### TAREAS A REALIZAR
**A.** Transcribe sin cambios el pasaje del texto sobre la cocaína en el porno de los 70 que comienza en las palabras "En la década" y termina tras las palabras "imprescindible para divertirse.".
**B.** Enumera todas las personas que el texto sobre la cocaína en el porno de los 70 menciona por su nombre.

### SECCIÓN DEL DOCUMENTO
§

En la década de los 70 del siglo pasado, la cocaína sustituyó a la marihuana y el LSD como droga de moda entre los artistas e intelectuales de los Estados Unidos. El porno, que nació precisamente en esos años, no pudo permanecer al margen de dicha moda, pero no más que otras profesiones. A pesar del aparente efecto vigorizante de la coca, la mayoría de los profesionales del triple X que consumían esa droga lo hacían de forma recreativa, como un elemento más del ritual imprescindible para divertirse.
El caso más conocido de adicción a la coca es el de John Holmes. El actor de los 35 centímetros de pene comenzó a esnifar cocaína en los albores de su carrera, a finales de los 60, pero, a lo largo de los años, se convirtió en un adicto a dicho estupefaciente. En su época de esplendor como actor X, Holmes iba siempre con un maletín que contenía una pipa y la parafernalia necesaria como para fumarla, además de metérsela por la nariz. Cada 15 minutos necesitaba una dosis, ya fuera por vía nasal o por vía pulmonar, y aquella adicción, aparte de llevarlo a la ruina económica -se estima que Holmes se metía dos onzas (unos 56 gramos) de coca al día-, fue un serio inconveniente para su herramienta de trabajo, incapaz de permanecer erecta en los rodajes pese a los encomiables esfuerzos de las fluffers. El sida, que contrajo ejerciendo como chapero para poder financiar su altísimo ritmo de vida narcótica, se lo llevó al otro mundo en 1988.
John Holmes no fue un caso aislado. «Todo el mundo tomaba coca en los 70», recuerda Veronica Hart de aquella orgía de polvos blancos que fue la edad de oro del porno norteamericano. La lista de actores y actrices con diversos problemillas nasales es lo suficientemente extensa como para detenerse en algunos casos en particular. Los más trágicos fueron los de Shauna Grant, jovencita alocada que nunca pareció disfrutar de su profesión y que acabó liada con uno de los principales camellos de Palm Springs hasta que se pegó un tiro en la boca en 1984; Artie Mitchell, el menor de los hermanos más famosos de este negocio, que amaneció un día con el cuerpo lleno de plomo a resultas de los disparos de un rifle empuñado por su propio hermano y que había consumido sus últimos años de vida pintando rayas en el O’Farrell Teather; y Jerry Butler, que no la palmó pero escribió una autobiografía en la que desvelaba todo el trajineo farlopero de la industria (en el que él había participado activamente) y nunca más volvieron a contratarlo por chivato.

§

### Datos de máscaras de segmentación
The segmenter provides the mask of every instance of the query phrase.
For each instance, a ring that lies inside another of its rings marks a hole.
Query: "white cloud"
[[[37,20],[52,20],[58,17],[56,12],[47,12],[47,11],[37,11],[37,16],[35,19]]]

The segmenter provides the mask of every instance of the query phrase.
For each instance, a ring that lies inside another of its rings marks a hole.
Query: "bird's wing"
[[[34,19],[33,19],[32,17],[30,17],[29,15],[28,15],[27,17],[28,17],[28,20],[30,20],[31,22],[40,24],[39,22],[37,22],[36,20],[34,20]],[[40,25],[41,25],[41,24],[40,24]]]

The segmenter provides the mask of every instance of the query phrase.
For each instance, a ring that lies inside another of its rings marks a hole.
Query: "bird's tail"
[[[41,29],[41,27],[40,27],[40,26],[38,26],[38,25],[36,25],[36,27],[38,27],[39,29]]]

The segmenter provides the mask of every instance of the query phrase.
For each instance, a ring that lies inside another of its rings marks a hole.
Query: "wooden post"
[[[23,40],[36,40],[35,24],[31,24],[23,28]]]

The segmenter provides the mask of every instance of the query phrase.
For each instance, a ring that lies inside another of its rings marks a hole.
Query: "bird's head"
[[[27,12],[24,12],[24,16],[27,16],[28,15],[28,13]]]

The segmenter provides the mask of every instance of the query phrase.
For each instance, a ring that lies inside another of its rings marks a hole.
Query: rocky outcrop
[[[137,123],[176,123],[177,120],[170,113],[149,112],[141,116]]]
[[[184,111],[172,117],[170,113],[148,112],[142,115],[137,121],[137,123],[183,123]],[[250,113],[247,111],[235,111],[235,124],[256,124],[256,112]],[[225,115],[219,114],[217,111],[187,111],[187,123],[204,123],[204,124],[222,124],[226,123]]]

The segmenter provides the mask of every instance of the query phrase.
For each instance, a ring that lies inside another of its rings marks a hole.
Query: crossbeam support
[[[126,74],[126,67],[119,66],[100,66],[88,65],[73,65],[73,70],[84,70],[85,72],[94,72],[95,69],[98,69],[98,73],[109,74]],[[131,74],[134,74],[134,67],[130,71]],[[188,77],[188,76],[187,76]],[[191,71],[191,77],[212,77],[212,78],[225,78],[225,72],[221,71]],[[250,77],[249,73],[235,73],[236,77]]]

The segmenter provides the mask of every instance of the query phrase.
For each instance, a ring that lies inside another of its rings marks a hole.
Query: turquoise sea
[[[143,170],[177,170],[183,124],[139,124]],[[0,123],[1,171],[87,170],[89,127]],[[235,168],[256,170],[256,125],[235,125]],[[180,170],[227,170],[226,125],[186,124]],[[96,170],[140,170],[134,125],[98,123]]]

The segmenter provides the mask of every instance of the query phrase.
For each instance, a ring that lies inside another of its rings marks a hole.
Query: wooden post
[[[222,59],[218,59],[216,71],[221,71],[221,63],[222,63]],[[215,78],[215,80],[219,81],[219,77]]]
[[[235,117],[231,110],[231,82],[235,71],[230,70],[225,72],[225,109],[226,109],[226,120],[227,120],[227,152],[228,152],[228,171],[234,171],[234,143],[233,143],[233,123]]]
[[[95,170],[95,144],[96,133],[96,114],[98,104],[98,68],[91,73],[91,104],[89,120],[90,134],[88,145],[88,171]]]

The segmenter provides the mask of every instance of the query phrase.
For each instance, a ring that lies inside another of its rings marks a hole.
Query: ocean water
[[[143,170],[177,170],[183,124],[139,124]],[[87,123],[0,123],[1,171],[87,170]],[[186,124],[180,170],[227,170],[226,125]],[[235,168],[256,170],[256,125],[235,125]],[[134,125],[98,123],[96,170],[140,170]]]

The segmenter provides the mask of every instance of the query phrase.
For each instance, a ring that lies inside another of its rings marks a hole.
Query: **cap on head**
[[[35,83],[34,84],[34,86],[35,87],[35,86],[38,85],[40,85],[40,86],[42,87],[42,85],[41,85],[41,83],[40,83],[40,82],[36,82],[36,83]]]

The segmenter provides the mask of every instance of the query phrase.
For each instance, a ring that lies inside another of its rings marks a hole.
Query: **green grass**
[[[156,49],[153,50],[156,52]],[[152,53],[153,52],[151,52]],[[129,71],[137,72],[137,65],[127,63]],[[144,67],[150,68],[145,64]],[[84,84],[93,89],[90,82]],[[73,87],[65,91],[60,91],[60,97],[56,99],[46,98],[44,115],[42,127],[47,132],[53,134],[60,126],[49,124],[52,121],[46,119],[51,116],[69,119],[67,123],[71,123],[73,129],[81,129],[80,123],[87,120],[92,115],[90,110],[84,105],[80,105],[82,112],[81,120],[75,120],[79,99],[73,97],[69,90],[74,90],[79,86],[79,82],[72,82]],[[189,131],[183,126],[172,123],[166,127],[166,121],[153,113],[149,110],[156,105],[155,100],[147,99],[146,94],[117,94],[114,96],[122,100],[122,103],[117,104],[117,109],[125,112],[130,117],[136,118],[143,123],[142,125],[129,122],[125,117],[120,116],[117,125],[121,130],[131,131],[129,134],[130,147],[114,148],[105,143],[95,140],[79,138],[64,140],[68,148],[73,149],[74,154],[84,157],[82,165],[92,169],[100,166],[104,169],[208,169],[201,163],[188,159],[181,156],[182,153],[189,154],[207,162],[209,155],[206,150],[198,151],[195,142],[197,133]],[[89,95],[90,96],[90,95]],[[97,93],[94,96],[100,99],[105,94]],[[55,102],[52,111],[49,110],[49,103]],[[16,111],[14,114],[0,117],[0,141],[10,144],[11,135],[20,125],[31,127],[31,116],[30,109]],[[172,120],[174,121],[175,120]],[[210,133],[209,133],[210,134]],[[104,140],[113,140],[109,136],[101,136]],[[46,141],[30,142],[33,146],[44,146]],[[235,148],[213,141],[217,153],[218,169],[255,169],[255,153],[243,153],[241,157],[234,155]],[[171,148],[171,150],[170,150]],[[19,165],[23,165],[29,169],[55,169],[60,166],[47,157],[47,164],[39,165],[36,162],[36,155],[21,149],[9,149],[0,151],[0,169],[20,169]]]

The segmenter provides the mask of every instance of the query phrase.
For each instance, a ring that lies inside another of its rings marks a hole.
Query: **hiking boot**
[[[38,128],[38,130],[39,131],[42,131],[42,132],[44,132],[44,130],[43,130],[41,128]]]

§

### RESPUESTAS DEL EJERCICIO
**A.**
En la década de los 70 del siglo pasado, la cocaína sustituyó a la marihuana y el LSD como droga de moda entre los artistas e intelectuales de los Estados Unidos. El porno, que nació precisamente en esos años, no pudo permanecer al margen de dicha moda, pero no más que otras profesiones. A pesar del aparente efecto vigorizante de la coca, la mayoría de los profesionales del triple X que consumían esa droga lo hacían de forma recreativa, como un elemento más del ritual imprescindible para divertirse.

**B.** John Holmes, Veronica Hart, Shauna Grant, Artie Mitchell, Jerry Butler